* _任务_
下文是一篇关于MySQL互为主从环境中GTID复制故障排查的技术文章。请紧接其最后一句续写。

* _文本段_

————

写在开篇的总结
- 总结的前戏
通过这次不断的折腾,各种折腾。先是解析Binlog,找到指定的位置,手动转化为SQL去执行,问题不多还好,问题多了这个办法就悲剧了。而且,手动转化为可执行的SQL未必能执行成功。笔者的互为主从环境问题非常多,只能不断的去跳过有问题的GTID事务ID,这是唯一的办法,而且有问题的GITD数量有多少也是未知的。但笔者又不想重建互为主从的环境,如果是生产环境更不能随便重建。
- 总结的高潮
不管是生产还是测试的互为主从的环境,发生这样的问题而又不能重建或者不想重建,那么请按照以下步骤进行处理:
- 停掉上层应用,不要再往数据库进行读写数据;
- 互为主从的环境,在2台互为slave服务器的角色中不断的去跳过有问题的GTID,直到2台slave角色中的SQL线程都为YES;
- 2台slave角色中的SQL线程都为YES后,还要观察一段时间,2台slave都要观察,通过“show replica status\G;”查看复制状态,说不定还会出现有问题的GTID,按照同样的方法继续跳过处理;
- 观察了一段时间后,2台slave确实不会再出现有问题的GTID之后,按正常顺序停止复制、停止Mysql服务,然后按正常顺序拉起Mysql,继续观察2台MySQL服务器的IO和SQL线程是否都为YES;
- 互为主从的环境确实都没问题了,都在master上创建个测试的库,严重是否能正常同步到slave;
- 互为主从的MySQL环境确实真的真的真的没问题了之后,再拉起上层应用,笔者的上层应用仅需连接其中一台即可,并没有去搞读写分离的骚操作。
好了,下面进入本次排查和解决的全过程,步入主题!!!
主从环境信息
角色 | 主机名 | IP |
master | db01 | 192.168.11.151 |
slave | db02 | 192.168.11.152 |
说明:笔者的环境是启用了GTID模式的主从复制,关于GTID模式和传统的模式,后续会抽时间输出经验进行分享。

————

* _提供的数据行_
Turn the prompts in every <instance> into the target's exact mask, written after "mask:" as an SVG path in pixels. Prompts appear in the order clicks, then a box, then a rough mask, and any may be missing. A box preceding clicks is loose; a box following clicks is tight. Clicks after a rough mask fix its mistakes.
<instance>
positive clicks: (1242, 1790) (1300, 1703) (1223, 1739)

————

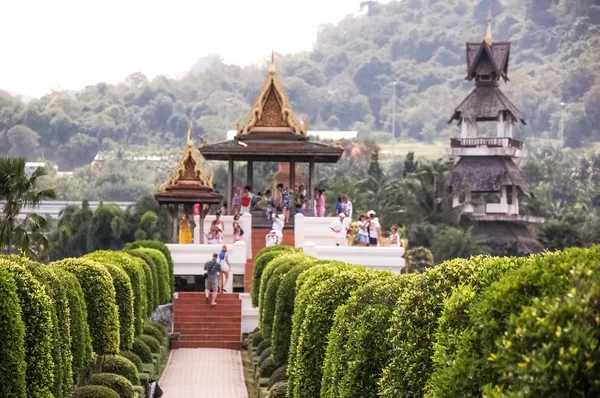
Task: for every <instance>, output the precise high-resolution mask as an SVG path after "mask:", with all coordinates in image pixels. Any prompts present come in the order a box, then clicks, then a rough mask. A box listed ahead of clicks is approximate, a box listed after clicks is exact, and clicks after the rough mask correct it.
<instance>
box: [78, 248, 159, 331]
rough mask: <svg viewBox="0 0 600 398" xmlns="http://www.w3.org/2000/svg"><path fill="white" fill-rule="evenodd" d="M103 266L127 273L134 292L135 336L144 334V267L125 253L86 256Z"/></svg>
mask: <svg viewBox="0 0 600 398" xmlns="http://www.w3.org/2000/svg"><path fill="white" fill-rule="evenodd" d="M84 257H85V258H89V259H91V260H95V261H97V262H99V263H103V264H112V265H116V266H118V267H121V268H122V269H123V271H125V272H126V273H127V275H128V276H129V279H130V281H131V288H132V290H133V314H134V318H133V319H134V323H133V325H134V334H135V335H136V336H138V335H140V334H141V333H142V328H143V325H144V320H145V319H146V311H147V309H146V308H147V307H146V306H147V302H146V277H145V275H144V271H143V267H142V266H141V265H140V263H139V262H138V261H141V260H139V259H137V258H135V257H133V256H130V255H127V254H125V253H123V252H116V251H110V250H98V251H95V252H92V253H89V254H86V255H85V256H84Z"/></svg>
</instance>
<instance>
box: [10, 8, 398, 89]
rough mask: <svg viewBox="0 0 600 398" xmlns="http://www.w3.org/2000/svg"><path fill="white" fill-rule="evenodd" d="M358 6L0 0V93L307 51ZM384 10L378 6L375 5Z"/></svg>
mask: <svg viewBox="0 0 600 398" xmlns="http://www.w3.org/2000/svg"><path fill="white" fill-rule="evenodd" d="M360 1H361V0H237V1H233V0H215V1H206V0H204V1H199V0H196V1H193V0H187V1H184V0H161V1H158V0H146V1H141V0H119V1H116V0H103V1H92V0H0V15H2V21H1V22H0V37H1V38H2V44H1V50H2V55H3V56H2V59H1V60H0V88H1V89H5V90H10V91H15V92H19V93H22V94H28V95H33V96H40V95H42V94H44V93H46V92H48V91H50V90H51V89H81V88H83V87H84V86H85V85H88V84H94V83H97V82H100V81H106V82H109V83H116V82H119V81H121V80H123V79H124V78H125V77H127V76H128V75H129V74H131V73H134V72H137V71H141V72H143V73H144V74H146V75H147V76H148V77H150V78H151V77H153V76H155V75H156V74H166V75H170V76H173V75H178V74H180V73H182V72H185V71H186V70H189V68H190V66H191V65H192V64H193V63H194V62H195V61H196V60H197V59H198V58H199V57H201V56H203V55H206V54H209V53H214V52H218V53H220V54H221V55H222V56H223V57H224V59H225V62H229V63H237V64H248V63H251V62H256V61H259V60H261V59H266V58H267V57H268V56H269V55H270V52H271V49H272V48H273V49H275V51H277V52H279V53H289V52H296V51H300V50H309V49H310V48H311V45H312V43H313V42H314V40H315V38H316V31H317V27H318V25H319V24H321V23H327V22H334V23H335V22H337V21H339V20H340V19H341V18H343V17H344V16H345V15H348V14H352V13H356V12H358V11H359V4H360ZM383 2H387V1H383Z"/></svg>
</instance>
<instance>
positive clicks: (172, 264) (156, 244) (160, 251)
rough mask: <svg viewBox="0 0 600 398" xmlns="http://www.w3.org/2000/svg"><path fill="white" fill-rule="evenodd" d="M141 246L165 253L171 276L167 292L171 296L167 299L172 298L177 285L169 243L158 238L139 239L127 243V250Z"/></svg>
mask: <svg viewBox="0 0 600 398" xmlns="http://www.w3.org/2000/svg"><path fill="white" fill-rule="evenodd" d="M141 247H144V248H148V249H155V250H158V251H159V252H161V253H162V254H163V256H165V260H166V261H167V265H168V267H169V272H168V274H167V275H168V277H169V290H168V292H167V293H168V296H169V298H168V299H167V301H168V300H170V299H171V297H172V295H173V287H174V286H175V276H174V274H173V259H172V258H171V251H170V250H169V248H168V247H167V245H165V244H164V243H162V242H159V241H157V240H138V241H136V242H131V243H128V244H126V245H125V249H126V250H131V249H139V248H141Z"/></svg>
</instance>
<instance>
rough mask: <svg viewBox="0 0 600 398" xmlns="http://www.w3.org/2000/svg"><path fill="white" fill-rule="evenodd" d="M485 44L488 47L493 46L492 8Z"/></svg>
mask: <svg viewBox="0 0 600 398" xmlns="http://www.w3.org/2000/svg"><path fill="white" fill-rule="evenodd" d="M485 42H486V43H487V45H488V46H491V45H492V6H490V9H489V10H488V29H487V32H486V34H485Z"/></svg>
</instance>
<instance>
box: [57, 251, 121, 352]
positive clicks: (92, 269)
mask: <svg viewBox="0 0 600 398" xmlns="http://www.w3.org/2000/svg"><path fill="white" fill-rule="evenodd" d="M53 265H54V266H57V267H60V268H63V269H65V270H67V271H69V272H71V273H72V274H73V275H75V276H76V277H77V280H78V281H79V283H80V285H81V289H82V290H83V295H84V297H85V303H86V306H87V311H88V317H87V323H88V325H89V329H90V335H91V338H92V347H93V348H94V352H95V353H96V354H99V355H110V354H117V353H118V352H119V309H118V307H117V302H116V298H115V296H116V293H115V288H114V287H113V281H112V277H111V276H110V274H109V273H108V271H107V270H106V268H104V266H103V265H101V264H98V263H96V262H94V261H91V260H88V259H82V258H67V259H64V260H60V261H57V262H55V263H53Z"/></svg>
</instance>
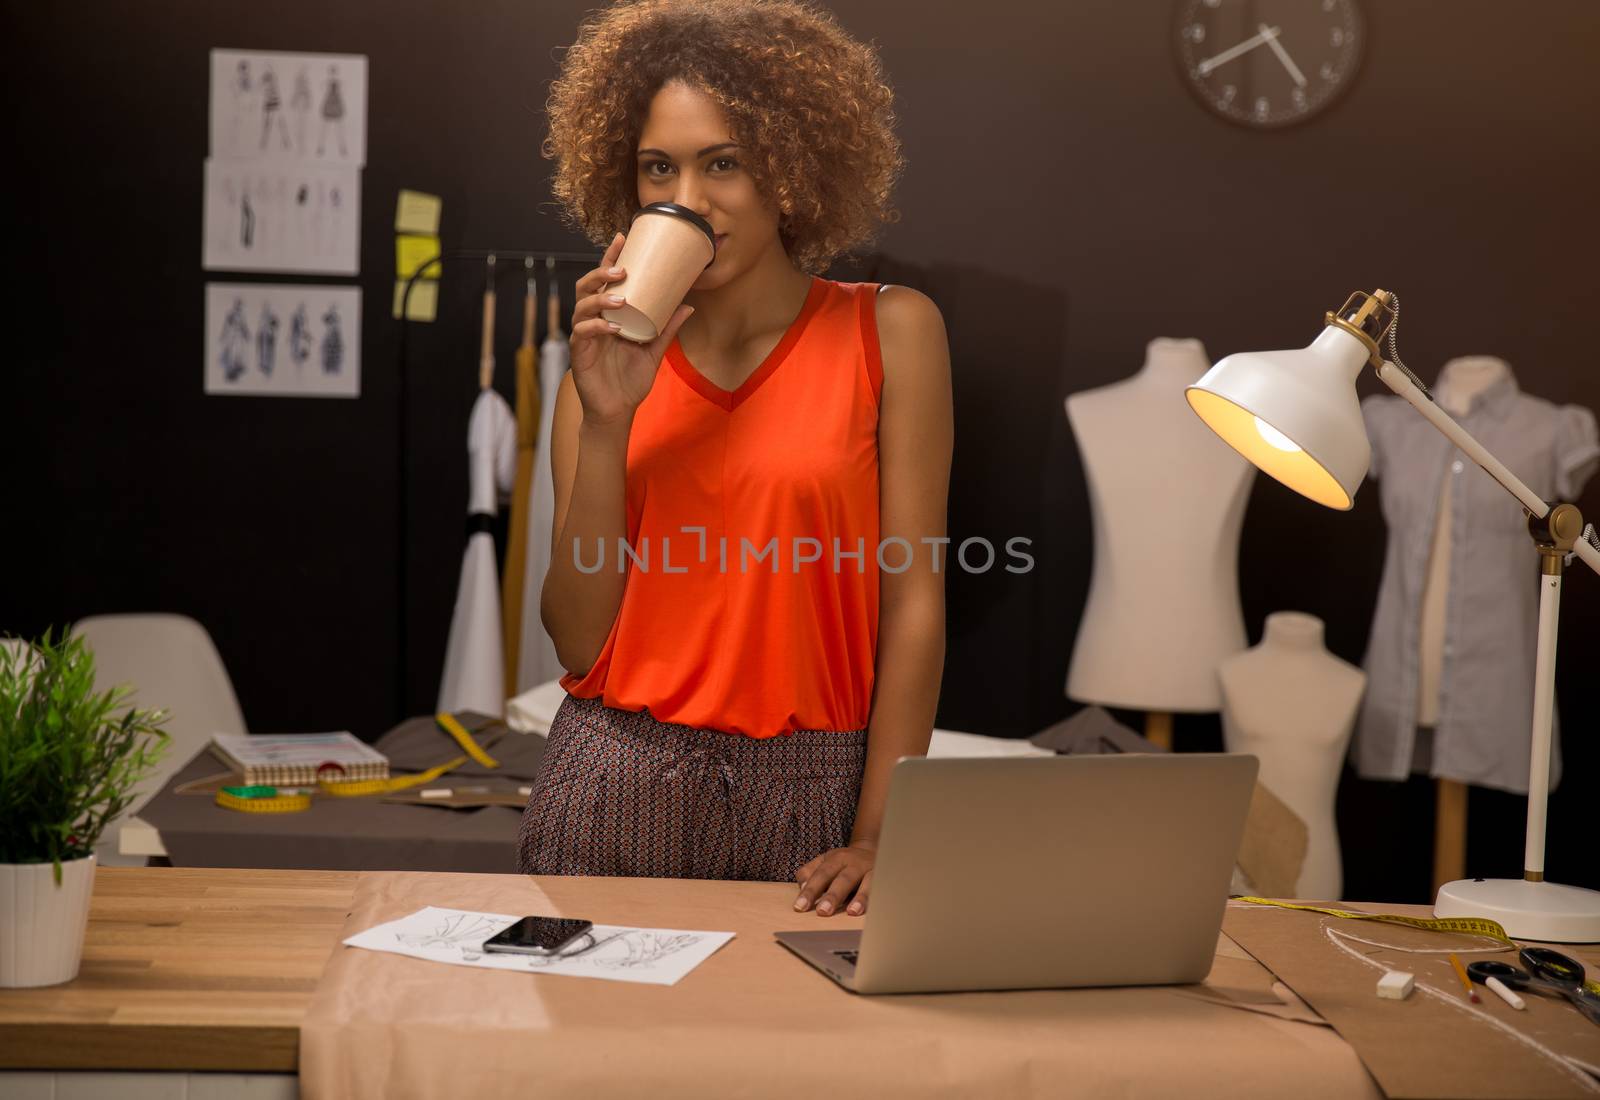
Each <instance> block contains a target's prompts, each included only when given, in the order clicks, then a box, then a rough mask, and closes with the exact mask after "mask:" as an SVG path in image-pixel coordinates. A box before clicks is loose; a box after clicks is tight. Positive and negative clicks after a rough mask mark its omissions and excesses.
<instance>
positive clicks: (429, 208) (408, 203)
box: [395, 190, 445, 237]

————

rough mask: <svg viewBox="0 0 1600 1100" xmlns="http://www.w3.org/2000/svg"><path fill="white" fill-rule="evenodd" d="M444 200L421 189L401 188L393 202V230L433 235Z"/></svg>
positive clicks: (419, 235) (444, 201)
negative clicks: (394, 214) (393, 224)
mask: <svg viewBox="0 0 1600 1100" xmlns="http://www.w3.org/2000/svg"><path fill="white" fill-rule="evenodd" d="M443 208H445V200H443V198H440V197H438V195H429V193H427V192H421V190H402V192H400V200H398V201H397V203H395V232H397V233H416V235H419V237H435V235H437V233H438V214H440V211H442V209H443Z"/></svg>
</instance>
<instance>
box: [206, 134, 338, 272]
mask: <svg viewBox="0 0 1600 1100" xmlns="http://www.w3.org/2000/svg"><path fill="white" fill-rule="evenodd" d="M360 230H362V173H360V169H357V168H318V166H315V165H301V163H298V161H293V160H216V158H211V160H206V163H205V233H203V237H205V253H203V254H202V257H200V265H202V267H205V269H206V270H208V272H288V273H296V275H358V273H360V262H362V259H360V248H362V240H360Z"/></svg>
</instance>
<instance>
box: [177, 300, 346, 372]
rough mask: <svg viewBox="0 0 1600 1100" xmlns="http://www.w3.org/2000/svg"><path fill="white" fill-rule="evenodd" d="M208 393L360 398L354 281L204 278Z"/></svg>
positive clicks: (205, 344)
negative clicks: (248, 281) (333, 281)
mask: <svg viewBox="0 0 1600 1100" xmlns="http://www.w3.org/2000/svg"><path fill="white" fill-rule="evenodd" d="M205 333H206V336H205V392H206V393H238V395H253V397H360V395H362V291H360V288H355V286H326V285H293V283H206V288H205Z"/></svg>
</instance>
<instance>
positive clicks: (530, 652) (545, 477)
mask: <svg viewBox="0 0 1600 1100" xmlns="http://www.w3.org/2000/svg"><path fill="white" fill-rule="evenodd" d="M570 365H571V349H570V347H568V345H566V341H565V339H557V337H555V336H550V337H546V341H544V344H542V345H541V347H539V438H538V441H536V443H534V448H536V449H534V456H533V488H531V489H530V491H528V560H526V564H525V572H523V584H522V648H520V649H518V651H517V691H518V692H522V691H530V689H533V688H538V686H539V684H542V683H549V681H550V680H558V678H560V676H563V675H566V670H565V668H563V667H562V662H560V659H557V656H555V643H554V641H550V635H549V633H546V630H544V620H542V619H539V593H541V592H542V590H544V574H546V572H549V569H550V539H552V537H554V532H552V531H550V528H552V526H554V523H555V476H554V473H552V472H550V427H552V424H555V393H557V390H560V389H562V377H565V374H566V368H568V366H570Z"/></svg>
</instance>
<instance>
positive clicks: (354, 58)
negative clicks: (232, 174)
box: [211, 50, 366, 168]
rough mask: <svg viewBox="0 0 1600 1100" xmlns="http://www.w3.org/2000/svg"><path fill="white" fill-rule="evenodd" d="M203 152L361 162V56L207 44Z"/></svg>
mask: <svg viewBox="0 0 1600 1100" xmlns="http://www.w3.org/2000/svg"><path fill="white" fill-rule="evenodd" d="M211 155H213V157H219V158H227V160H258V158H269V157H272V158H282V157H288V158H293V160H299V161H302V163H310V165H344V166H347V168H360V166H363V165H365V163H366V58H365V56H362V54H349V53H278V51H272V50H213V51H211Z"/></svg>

————

* _输出_
问题故障现象
- 查看slave库的SQL线程为NO,具体的信息如下:
mysql> show replica status\G; *************************** 1. row *************************** Replica_IO_State: Waiting for source to send event Source_Host: 192.168.11.151 Source_User: syn_a Source_Port: 3306 Connect_Retry: 60 Source_Log_File: mysql-bin.000005 Read_Source_Log_Pos: 1986340 Relay_Log_File: zbx-db02-relay-bin.000012 Relay_Log_Pos: 630974 Relay_Source_Log_File: mysql-bin.000001 Replica_IO_Running: Yes Replica_SQL_Running: No Replicate_Do_DB: Replicate_Ignore_DB: Replicate_Do_Table: Replicate_Ignore_Table: Replicate_Wild_Do_Table: Replicate_Wild_Ignore_Table: Last_Errno: 1452 Last_Error: Coordinator stopped because there were error(s) in the worker(s). The most recent failure being: Worker 1 failed executing transaction '92099aae-4731-11ec-a3da-00505629525b:768' at master log mysql-bin.000001, end_log_pos 634234. See error log and/or performance_schema.replication_applier_status_by_worker table for more details about this failure or others, if any.
- 主库的binlog:mysql-bin.000001(master log )
- 主库的binlog结束位置:634234(end_log_pos)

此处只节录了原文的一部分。